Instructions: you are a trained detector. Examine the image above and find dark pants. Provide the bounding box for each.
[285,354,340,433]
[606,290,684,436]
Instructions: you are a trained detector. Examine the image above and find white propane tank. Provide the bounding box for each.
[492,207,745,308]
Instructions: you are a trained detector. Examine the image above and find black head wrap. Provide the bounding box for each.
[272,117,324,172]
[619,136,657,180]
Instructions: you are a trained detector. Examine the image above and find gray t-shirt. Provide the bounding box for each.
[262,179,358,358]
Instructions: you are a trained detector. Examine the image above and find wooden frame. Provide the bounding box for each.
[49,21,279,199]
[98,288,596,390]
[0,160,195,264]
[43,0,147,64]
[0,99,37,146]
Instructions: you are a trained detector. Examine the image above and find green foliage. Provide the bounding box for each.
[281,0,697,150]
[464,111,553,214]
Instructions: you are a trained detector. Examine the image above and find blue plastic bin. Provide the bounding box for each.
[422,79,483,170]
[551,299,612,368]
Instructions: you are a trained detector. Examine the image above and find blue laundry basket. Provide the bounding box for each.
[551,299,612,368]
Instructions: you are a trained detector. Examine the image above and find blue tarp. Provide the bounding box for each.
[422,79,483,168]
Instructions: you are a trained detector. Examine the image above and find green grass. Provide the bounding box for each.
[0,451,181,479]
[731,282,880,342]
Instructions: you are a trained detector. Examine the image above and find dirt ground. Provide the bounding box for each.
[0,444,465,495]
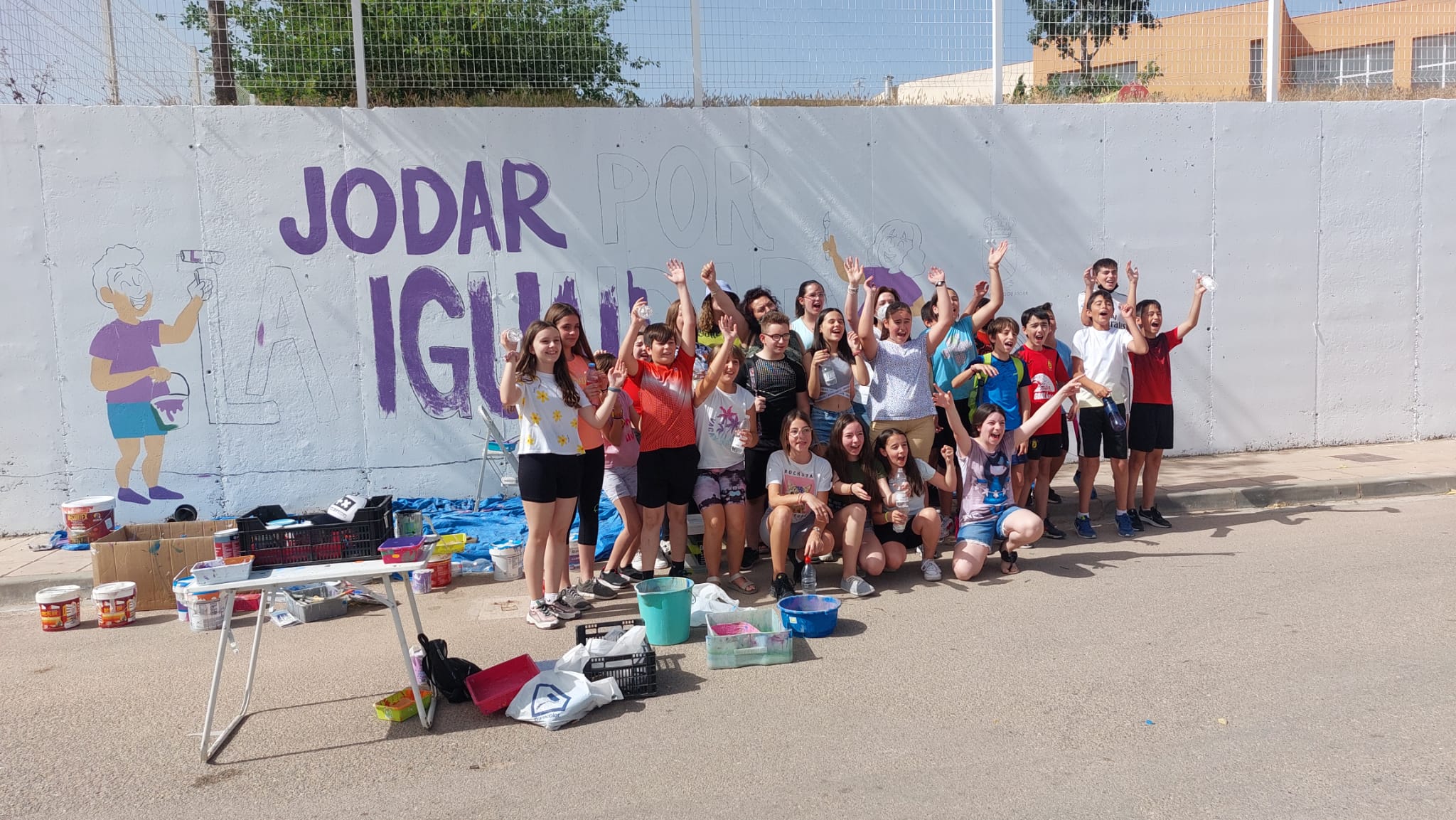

+ + + +

Exercise objective. Quote the data above word for word, line by line, and leave the picture out of your answer.

Answer to this problem.
Instructions: you are a trained detector. Examine the image above and find dark pants. Provide the bounding box for each.
[285,354,340,433]
[606,290,684,436]
Instructions: you are a trained detector. Examine the image above and find white propane tank. Provide the bounding box for each.
[492,207,745,308]
Instructions: you are a trained detector. Examine the image above and find black head wrap. Provide the bounding box for each.
[272,117,324,172]
[619,136,657,180]
Instructions: you are a trained detector. Examine the image above and find gray t-shirt. Provide the bounding box for each.
[262,179,358,358]
Instructions: you are a trained detector. Examine the image above and find wooden frame. Provide the bounding box for each.
[49,21,279,199]
[98,288,596,390]
[0,160,195,264]
[43,0,147,64]
[0,99,37,146]
Instructions: you are a trained detector. Examine the image above and find green foliage. Provide the bounding box for each.
[281,0,697,150]
[464,111,553,214]
Instructions: you are a trained detector. Examine the image above and find blue plastic bin. Provide the bounding box for each.
[422,79,483,170]
[551,299,612,368]
Instructions: you are a trained detector. Examine the image above and find blue laundry basket. Provide the bounding box for each.
[551,299,612,368]
Instructions: you are a trained detector. Examine the image above and find blue tarp. Provide the bounding box for each.
[422,79,483,168]
Instructions: you are a trained detector. Examine the image above and find green grass. Provide the bounding box for each.
[0,451,181,479]
[731,282,880,342]
Instructions: you are a trained detector. Examine the image above and find dirt ground. Provide the bounding box for each.
[0,444,465,495]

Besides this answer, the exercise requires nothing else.